Une table ronde sur le thème « Construire la résilience nationale grâce à des innovations technologiques locales pour la sûreté et la sécurité » a réuni des technocrates de haut niveau, des universitaires et des personnalités de l’industrie pour explorer l’indépendance stratégique, la résilience numérique et les obstacles qui empêchent l’innovation locale de progresser.
Parmi les intervenants figuraient le Dr Mike Masiapato, commissaire de l’Autorité de gestion des frontières (BMA) ; Dr Moses Khanyile, directeur de l’unité de recherche sur l’intelligence artificielle de défense (DAIRU) ; Dr Mamela Luthuli, PDG de TakeNote IT ; et le Dr Mthobisi Zondi, PDG et président exécutif de Sandock Austral Defence (maintenant South African Defence Group).
Ensemble, ils ont décrit un pays à la croisée des chemins : un pays qui doit choisir entre s’appuyer sur des partenaires étrangers pour les technologies critiques ou s’engager à construire des systèmes résilients et intégrés localement pour sauvegarder sa sécurité et son avenir économique. Même si les points de vue variaient, le message était clair : l’Afrique du Sud doit aller au-delà des débats conceptuels et s’orienter vers des actions décisives pour sécuriser les frontières, protéger les citoyens et stimuler la croissance économique.
Indépendance stratégique dans un monde volatile
Ouvrant le débat, Zondi a fermement soutenu que la résilience nationale dépend de l’indépendance stratégique. « Pour qu’un pays puisse projeter sa résilience, dans la manière dont il projette ses capacités de défense et militaires, par exemple, il doit y avoir une indépendance stratégique. L’indépendance stratégique permet à un pays de déployer ses capacités de son propre gré, sans dépendre de pays tiers », a déclaré Zondi aux participants.

=====

[Consignes]:
- A) Recopiez le passage du texte sur la table ronde qui commence par « Une table ronde » et se termine par « African Defence Group). ».
- B) Poursuivez le texte sur la table ronde en reprenant juste après sa dernière phrase.
Les lignes présentées ensuite n'ont aucun rôle dans ce travail.

[Liste des données]:
=====

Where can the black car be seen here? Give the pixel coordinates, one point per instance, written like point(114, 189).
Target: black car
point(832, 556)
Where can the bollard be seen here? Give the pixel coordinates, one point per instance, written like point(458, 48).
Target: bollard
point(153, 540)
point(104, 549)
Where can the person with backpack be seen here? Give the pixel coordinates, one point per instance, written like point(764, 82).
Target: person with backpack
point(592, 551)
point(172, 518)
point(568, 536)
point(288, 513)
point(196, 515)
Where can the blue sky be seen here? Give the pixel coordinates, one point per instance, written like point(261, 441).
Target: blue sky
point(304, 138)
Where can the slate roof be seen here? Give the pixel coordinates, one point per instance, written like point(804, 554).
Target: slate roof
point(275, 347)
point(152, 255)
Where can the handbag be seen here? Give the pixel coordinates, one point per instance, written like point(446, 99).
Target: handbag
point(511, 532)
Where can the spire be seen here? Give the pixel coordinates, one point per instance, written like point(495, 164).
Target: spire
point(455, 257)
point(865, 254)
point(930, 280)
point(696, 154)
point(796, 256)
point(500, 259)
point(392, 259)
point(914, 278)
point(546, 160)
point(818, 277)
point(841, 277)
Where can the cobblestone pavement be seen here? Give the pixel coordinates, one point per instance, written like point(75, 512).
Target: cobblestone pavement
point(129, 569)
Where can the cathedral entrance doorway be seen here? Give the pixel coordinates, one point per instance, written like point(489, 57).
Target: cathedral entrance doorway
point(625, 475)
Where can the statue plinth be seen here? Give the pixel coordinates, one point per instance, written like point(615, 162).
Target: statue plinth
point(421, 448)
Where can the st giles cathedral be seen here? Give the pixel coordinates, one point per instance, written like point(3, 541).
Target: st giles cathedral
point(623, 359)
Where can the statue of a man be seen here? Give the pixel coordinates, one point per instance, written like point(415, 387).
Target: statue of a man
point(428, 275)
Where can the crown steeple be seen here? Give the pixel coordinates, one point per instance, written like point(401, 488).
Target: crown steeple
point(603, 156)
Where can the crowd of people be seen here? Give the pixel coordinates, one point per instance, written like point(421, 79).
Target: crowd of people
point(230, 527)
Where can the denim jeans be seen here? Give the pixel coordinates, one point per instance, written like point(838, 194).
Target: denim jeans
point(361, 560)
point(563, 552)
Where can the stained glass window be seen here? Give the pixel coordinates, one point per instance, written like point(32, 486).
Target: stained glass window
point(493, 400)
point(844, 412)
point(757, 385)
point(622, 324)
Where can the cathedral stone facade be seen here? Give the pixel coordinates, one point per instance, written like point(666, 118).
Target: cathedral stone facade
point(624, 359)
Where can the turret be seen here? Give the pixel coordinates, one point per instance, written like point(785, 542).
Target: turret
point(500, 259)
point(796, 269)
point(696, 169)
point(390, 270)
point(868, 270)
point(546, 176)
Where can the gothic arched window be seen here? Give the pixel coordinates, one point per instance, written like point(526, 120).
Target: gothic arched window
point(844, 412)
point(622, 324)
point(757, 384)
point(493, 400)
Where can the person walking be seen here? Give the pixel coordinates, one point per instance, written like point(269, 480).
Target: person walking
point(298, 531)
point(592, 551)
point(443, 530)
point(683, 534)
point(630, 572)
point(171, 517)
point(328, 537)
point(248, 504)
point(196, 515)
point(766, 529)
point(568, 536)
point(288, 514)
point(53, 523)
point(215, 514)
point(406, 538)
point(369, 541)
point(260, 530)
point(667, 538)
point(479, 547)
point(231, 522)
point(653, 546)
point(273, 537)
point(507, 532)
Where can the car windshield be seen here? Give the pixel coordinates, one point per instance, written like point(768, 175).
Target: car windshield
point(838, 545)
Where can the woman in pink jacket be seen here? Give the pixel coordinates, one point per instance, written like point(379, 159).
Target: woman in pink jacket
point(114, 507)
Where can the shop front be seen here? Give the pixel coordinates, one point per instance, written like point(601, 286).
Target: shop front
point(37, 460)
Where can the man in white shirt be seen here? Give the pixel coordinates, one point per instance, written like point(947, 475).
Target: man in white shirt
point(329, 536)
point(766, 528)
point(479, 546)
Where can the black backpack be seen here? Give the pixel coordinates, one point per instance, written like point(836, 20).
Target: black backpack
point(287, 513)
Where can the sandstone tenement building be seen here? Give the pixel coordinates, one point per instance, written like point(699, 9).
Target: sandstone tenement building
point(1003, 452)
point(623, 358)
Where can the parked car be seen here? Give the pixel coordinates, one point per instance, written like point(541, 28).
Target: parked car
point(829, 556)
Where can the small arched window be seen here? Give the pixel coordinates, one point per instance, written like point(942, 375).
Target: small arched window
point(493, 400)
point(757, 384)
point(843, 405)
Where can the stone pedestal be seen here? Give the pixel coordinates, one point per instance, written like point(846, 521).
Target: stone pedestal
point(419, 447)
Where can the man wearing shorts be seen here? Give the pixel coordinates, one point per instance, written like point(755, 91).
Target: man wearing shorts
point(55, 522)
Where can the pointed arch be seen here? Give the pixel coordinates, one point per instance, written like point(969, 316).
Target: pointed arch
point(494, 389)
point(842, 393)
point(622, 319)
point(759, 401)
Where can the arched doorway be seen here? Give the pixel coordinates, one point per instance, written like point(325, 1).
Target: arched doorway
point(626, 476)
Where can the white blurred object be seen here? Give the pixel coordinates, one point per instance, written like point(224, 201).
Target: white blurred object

=====

[Corrigé]:
- A)
Une table ronde sur le thème « Construire la résilience nationale grâce à des innovations technologiques locales pour la sûreté et la sécurité » a réuni des technocrates de haut niveau, des universitaires et des personnalités de l’industrie pour explorer l’indépendance stratégique, la résilience numérique et les obstacles qui empêchent l’innovation locale de progresser.
Parmi les intervenants figuraient le Dr Mike Masiapato, commissaire de l’Autorité de gestion des frontières (BMA) ; Dr Moses Khanyile, directeur de l’unité de recherche sur l’intelligence artificielle de défense (DAIRU) ; Dr Mamela Luthuli, PDG de TakeNote IT ; et le Dr Mthobisi Zondi, PDG et président exécutif de Sandock Austral Defence (maintenant South African Defence Group).

- B)
Il a expliqué que la « dépendance » laisse les États dangereusement exposés. Citant les récents conflits en Ukraine, au Moyen-Orient et en République démocratique du Congo, il a averti que l’instabilité géopolitique pourrait rapidement mettre à mal les pays qui dépendent trop des fournisseurs étrangers. « La géopolitique est si fluide qu’une personne sur laquelle vous comptez pour fournir des consommables pour la sécurité d’approvisionnement, par exemple, ne sera peut-être pas disposée à le faire demain », a-t-il noté.
Parvenir à l’indépendance nécessitera une approche « de l’ensemble de l’Afrique du Sud ». La défense doit faire partie du débat national sur la R&D, et non une réflexion après coup. « L’un des plus grands défis en matière de défense est que la communauté de la défense ne s’assoit pas à la table où sont élaborés les plans et les priorités du gouvernement », a-t-il expliqué.
Des ministères comme le Commerce, l’Industrie et la Concurrence, aux côtés de l’Enseignement supérieur et de la Défense, investissent des milliards dans la R&D, mais « lorsqu’il s’agit d’établir des priorités, une carte stratégique pour les cinq prochaines années pour les technologies clés qui seront développées à des fins socio-économiques, la défense n’est pas impliquée ».
Zondi a également encouragé l’abandon des cycles coûteux d’« invention » au profit d’une innovation pragmatique. « Nous devons nous concentrer sur l’innovation, en regroupant les éléments technologiques existants et en les étayant avec une technologie commerciale prête à l’emploi pour résoudre des problèmes qui n’ont jamais été résolus auparavant. C’est moins cher, le cycle de développement est plus rapide. »
La résilience numérique plutôt que la souveraineté numérique
Khanyile a contesté le caractère pratique de la souveraineté numérique, arguant que l’Afrique du Sud devrait plutôt donner la priorité à la résilience numérique.
« La souveraineté numérique n’existe pas ; c’est une chose très ambitieuse. La résilience numérique est ce dont nous devrions parler. »
Citant l’intensification des fractures géopolitiques mondiales, Khanyile a également averti que ces mêmes fractures s’étendent au paysage numérique et qu’elles obligeront à prendre des décisions stratégiques difficiles à l’avenir.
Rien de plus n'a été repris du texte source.